Work to complete: Duplicate the stretch of the forum thread on waiting lines at the polls from "We had a half" through "5 minutes total.", word for word.

Supplied passage:
++++++++++++++++++++

# Lines At The Poll



## Kenstand (Mar 25, 2004)

*Lines in your state*​
*How long did you wait?*

Less than 15 minutes3364.71%15 - 30 minutes611.76%30 - 45 minutes47.84%45 - 60 minutes59.80%60 - 90 minutes23.92%more than 90 minutes11.96%


----------



## Kenstand (Mar 25, 2004)

Voting by paper ballot was quickest in my precinct. I thought that was interesting.


----------



## jozway (Jan 28, 2008)

No lines for me I vote by absentee ballot.


----------



## skippershe (May 22, 2006)

We vote at our son's school and the line was out the door at 8am. I went back to vote around 11:30 this morning and was able to walk right in


----------



## mswalt (Sep 14, 2004)

I voted last week. Checked in, voted, left.....all in about ten minutes.

Mark


----------



## wolfwood (Sep 19, 2005)

We both voted 2 weeks ago ... *in person *by _*absentee*_ ballot! Gotta love this country!


----------



## folsom_five (Jan 10, 2008)

No lines for me. Voted Absentee Ballot.


----------



## GarethsDad (Apr 4, 2007)

We had a half a dozen people in front of us for our district at the town hall. James


----------



## dgilmore12 (Mar 31, 2008)

Walked right in this afternoon. Took about 5 minutes total.


----------



## Sluggo54 (Jun 15, 2005)

jozway said:


> No lines for me I vote by absentee ballot.


X2!

Sluggo


----------



## rdvholtwood (Sep 18, 2008)

++++++++++++++++++++

Records supplied:
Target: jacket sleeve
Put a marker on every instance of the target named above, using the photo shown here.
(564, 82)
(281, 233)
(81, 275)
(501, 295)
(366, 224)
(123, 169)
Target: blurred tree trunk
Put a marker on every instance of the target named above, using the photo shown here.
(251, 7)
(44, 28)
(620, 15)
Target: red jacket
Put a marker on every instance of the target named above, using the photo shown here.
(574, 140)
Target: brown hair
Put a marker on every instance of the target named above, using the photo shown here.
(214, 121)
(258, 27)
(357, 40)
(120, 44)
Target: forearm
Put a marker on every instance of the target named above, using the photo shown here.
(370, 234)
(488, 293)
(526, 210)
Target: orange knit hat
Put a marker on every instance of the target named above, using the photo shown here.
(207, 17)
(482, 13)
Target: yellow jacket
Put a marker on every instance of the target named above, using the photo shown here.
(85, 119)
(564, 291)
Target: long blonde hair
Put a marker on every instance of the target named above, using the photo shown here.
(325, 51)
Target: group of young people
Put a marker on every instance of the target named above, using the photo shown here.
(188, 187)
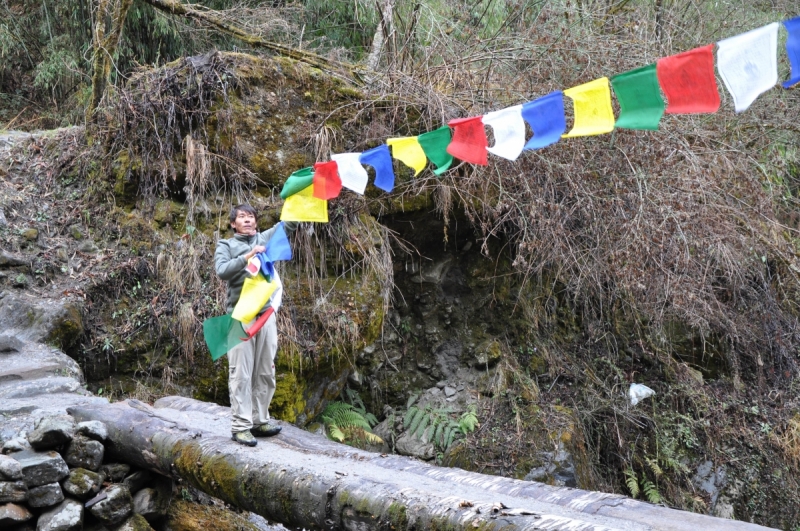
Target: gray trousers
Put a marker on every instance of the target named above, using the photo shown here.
(251, 378)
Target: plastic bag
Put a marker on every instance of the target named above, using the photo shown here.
(639, 392)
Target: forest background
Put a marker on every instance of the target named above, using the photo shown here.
(671, 254)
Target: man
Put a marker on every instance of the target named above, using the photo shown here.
(251, 379)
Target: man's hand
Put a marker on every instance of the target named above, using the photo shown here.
(254, 251)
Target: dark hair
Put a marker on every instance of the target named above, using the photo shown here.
(244, 207)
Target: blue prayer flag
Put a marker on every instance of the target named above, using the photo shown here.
(546, 117)
(793, 49)
(381, 159)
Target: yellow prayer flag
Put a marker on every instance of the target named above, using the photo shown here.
(408, 151)
(593, 113)
(303, 206)
(256, 291)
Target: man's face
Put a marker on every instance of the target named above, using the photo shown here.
(245, 223)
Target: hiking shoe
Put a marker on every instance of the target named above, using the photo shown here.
(244, 437)
(265, 430)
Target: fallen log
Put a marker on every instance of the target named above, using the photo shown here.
(304, 480)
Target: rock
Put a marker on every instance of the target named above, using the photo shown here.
(9, 468)
(135, 523)
(68, 516)
(93, 429)
(41, 468)
(137, 481)
(50, 432)
(85, 453)
(82, 483)
(13, 491)
(115, 472)
(45, 495)
(117, 506)
(12, 514)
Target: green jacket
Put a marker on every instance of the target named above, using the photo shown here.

++++++++++++++++++++

Final answer:
We had a half a dozen people in front of us for our district at the town hall. James


----------



## dgilmore12 (Mar 31, 2008)

Walked right in this afternoon. Took about 5 minutes total.